**What the task asks:**
Can you reproduce each of the following records line for line, with no changes?

=====

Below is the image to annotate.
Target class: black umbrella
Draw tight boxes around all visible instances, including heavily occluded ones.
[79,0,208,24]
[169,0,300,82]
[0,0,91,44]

=====

**Full solution:**
Below is the image to annotate.
Target class: black umbrella
Draw tight boxes around all visible instances, including heavily occluded ones.
[79,0,208,24]
[169,0,300,82]
[0,0,91,44]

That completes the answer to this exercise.